The problem
Write out the passage below on gait recognition datasets from "The evaluation of" up to and including "and walking speed.".

The evaluation of the downstream performance is performed on two popular gait recognition datasets: CASIA-B [6] and FVG [29]. Both datasets feature a small number of subjects under strict walking protocols, which are controlled over various confounding factors: camera angle, clothing, accessories, and walking speed.
CASIA-B is an indoor dataset containing 124 subjects captured from 11 synchronized cameras. Each individual walks in three different conditions: normal walking, clothing change, and bag carrying. Since its release, it has been a staple for benchmarking gait analysis models, being one of the most used datasets in this area. We use the first 62 subjects as the training set and the remainder of the 62 for performance evaluation. For gait recognition, we choose to evaluate performance on a per-angle basis in a “leave-one-out” setting, in which the gallery set contains all walking angles except the probe angle.
Front-View Gait is another popular dataset for gait recognition, having 226 subjects walking outdoors under various protocols. Different from CASIA-B, FVG features additional confounding factors: walking speed, cluttered background, and the passage of time (i.e., some subjects have registered walks that span a year). Furthermore, all subjects are captured with a front-facing camera angle, which is considered the most difficult angle for gait recognition since it contains the smallest amount of perceived joint movement variation. We used the first 136 subjects for training and the rest for performance evaluation. Performance evaluation for gait recognition adheres to the protocols outlined by the authors, in which we use the normal walking sequence in the gallery set and the other conditions in the probe set.

For all evaluation scenarios, we use deterministic cropping in the center of the walking sequence and do not use any test-time augmentations.

Data shown
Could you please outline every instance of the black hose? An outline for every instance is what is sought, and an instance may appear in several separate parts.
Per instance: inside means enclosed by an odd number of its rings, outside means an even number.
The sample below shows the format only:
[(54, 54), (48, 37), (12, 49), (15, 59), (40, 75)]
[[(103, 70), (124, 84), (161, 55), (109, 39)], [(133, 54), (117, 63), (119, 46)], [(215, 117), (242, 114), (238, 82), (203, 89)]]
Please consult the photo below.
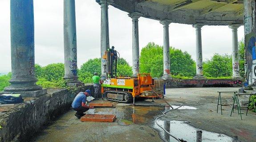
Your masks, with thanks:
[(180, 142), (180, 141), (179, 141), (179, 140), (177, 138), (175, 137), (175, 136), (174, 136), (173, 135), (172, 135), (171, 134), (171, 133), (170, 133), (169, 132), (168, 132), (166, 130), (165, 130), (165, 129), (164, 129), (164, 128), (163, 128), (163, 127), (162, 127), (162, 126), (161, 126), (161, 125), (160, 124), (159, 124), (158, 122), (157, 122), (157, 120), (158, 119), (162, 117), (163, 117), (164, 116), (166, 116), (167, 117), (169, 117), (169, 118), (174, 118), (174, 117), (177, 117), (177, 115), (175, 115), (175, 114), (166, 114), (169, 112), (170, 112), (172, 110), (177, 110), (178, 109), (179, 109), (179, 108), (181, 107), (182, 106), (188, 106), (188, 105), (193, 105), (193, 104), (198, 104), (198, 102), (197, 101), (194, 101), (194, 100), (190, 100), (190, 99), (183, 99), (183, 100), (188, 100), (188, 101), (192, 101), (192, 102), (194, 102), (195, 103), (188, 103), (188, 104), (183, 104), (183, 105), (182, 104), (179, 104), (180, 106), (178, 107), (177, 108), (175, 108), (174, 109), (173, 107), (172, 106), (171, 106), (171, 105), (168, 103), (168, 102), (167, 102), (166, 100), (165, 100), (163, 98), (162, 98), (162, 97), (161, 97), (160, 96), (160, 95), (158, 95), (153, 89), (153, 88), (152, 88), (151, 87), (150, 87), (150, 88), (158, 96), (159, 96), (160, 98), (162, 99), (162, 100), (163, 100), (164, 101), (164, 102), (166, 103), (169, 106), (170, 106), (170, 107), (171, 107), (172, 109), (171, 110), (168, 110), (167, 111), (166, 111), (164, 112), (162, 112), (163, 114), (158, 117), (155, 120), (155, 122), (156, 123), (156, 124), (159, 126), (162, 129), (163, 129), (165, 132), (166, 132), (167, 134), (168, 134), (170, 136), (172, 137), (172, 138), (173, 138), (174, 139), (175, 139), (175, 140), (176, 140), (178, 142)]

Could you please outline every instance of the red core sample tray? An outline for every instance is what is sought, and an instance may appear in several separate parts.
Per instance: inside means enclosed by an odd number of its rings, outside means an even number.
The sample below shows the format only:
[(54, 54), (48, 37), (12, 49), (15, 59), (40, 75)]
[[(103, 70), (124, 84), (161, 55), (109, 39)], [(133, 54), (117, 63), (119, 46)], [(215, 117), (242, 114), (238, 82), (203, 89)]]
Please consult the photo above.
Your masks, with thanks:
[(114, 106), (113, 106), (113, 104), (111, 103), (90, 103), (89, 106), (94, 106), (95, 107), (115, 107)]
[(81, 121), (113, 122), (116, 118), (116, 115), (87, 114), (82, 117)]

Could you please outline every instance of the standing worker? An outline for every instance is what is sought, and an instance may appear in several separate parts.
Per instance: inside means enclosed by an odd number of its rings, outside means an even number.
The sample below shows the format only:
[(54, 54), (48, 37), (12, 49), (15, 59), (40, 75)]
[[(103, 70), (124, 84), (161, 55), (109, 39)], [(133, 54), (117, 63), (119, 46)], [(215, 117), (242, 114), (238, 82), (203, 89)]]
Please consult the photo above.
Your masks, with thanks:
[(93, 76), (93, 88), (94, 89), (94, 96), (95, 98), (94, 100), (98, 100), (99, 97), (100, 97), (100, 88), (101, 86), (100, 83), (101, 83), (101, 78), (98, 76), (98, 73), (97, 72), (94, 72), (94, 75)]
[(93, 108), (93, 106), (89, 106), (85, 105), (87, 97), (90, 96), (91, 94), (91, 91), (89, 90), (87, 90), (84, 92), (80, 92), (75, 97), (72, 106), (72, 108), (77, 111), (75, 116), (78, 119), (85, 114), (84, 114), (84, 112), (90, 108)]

--

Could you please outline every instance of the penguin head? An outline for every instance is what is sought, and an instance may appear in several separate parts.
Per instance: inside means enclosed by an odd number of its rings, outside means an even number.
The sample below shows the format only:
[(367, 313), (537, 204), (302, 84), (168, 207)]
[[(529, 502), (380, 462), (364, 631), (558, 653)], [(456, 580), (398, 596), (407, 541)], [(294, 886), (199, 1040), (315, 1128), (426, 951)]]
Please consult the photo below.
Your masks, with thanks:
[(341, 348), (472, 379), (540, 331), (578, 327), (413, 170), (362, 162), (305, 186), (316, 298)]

Problem solution
The evaluation of the downstream performance is performed on two popular gait recognition datasets: CASIA-B [6] and FVG [29]. Both datasets feature a small number of subjects under strict walking protocols, which are controlled over various confounding factors: camera angle, clothing, accessories, and walking speed.